■ **ASSIGNMENT**
From the following material, work out how many lines include the string "painted"; respond with the number only.

■ **DATASET CONTENT**

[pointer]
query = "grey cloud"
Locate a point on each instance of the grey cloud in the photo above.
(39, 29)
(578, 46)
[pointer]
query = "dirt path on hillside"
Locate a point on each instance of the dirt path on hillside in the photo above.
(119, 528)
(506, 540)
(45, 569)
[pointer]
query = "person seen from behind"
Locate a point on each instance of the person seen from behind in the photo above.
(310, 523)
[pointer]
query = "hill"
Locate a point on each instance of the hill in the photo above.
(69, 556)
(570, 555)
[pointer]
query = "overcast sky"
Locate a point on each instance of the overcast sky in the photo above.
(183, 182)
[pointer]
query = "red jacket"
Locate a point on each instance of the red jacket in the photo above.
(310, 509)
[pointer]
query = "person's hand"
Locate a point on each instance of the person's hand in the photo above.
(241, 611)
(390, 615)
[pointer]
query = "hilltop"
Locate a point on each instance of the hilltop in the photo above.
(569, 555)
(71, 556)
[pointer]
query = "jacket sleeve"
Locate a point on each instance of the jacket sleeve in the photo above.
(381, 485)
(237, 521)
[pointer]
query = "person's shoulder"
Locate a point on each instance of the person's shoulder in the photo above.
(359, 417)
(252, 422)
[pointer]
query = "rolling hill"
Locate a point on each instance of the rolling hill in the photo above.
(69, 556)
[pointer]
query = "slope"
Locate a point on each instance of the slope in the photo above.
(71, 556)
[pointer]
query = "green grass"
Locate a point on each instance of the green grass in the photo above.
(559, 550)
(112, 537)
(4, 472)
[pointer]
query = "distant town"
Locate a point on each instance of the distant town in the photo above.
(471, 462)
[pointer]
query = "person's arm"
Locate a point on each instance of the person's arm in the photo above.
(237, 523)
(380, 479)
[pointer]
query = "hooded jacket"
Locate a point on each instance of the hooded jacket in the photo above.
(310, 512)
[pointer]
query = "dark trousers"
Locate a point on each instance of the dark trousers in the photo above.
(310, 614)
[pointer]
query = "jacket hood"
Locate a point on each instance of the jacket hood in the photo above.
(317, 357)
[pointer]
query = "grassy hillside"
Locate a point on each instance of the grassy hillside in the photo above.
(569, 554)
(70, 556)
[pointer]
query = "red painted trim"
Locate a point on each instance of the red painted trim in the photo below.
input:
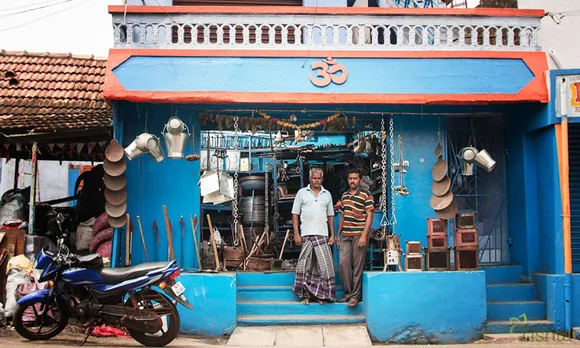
(535, 91)
(480, 12)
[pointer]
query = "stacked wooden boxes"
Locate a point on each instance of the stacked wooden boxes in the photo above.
(466, 241)
(437, 252)
(413, 257)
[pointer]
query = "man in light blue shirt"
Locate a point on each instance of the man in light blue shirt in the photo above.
(313, 219)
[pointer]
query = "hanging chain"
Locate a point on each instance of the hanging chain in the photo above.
(383, 205)
(237, 164)
(393, 219)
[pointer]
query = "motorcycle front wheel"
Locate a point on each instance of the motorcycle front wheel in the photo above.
(170, 328)
(30, 319)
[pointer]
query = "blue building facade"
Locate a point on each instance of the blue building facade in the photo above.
(437, 75)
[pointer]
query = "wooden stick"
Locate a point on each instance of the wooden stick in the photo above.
(143, 238)
(217, 260)
(168, 230)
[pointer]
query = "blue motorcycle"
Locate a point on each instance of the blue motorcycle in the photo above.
(80, 287)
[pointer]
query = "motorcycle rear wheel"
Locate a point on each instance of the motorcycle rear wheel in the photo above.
(56, 309)
(162, 338)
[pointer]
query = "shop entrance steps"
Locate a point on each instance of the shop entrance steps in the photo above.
(267, 299)
(509, 297)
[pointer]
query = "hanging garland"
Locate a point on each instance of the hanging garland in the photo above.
(292, 125)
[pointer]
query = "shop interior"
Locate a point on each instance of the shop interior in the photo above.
(266, 155)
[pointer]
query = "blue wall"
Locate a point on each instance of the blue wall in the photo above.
(151, 185)
(288, 75)
(213, 297)
(400, 308)
(534, 205)
(419, 140)
(550, 289)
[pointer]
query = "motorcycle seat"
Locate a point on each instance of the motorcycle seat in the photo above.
(119, 275)
(91, 261)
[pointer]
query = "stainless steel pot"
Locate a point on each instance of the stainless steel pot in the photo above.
(252, 183)
(253, 210)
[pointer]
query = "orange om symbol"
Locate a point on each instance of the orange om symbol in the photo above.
(329, 68)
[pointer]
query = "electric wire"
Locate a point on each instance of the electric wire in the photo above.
(43, 17)
(25, 6)
(34, 9)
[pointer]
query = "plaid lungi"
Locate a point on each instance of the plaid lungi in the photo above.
(315, 270)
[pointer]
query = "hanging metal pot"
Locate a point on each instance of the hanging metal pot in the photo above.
(439, 169)
(115, 168)
(442, 202)
(448, 212)
(441, 187)
(116, 197)
(175, 138)
(114, 152)
(145, 143)
(115, 183)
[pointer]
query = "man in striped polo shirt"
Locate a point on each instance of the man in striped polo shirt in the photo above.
(356, 218)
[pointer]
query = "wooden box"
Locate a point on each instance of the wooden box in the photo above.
(436, 226)
(466, 220)
(438, 259)
(466, 238)
(437, 241)
(414, 262)
(413, 247)
(466, 258)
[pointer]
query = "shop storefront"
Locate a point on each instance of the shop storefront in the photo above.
(438, 129)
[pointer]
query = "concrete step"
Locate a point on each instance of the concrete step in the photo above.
(511, 292)
(519, 327)
(296, 308)
(276, 320)
(264, 279)
(503, 274)
(272, 293)
(503, 311)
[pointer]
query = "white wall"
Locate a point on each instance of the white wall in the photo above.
(563, 38)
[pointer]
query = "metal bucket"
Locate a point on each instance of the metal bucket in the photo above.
(253, 210)
(252, 183)
(175, 139)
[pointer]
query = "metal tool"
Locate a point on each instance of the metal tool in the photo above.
(156, 231)
(171, 253)
(194, 224)
(142, 238)
(217, 261)
(128, 241)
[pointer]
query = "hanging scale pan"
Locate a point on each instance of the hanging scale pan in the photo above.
(115, 168)
(438, 150)
(114, 152)
(442, 202)
(448, 212)
(115, 183)
(439, 188)
(439, 169)
(116, 210)
(117, 222)
(116, 197)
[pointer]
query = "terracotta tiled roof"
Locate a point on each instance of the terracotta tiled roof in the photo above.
(44, 92)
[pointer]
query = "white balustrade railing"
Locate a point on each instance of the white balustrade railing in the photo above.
(397, 31)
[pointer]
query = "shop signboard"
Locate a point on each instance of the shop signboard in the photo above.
(568, 96)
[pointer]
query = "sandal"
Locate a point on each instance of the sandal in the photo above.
(352, 302)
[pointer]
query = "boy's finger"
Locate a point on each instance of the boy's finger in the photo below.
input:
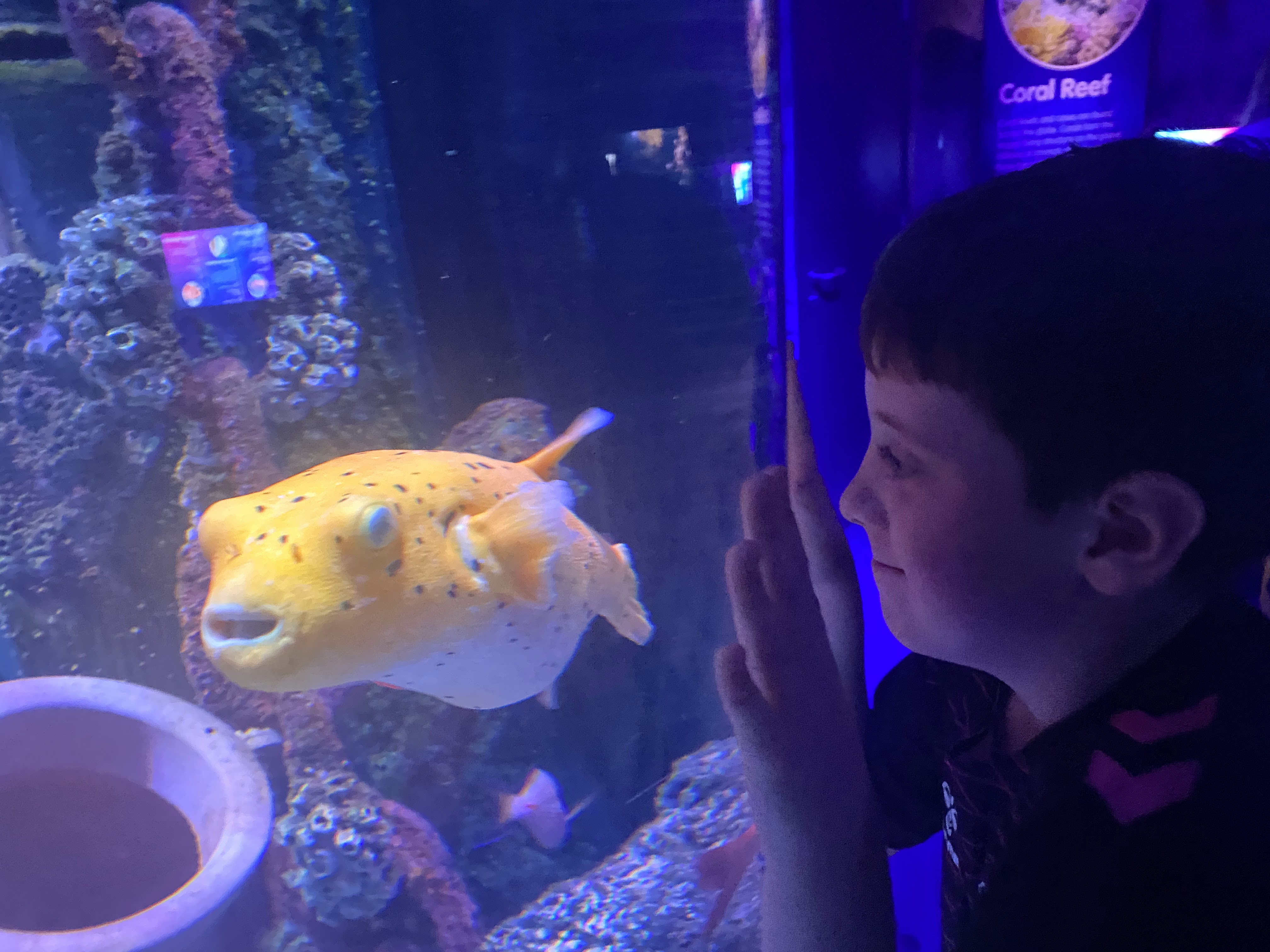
(770, 525)
(753, 617)
(826, 546)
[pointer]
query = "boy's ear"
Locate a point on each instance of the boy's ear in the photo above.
(1145, 524)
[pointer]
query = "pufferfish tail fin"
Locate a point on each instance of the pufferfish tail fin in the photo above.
(544, 461)
(515, 544)
(623, 609)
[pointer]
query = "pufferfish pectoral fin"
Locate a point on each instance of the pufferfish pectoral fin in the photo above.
(621, 605)
(519, 540)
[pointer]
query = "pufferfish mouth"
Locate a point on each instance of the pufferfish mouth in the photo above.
(228, 624)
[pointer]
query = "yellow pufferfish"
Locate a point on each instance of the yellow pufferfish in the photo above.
(451, 574)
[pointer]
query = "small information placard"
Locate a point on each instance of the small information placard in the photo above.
(214, 267)
(1062, 73)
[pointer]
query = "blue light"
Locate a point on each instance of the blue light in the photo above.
(743, 182)
(1204, 138)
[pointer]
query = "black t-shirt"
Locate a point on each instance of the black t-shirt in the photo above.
(1138, 823)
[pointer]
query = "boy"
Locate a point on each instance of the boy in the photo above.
(1070, 395)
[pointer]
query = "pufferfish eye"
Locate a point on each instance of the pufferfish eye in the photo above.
(378, 526)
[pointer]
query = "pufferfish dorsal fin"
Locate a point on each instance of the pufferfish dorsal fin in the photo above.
(544, 461)
(515, 544)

■ **ANSWER SPACE**
2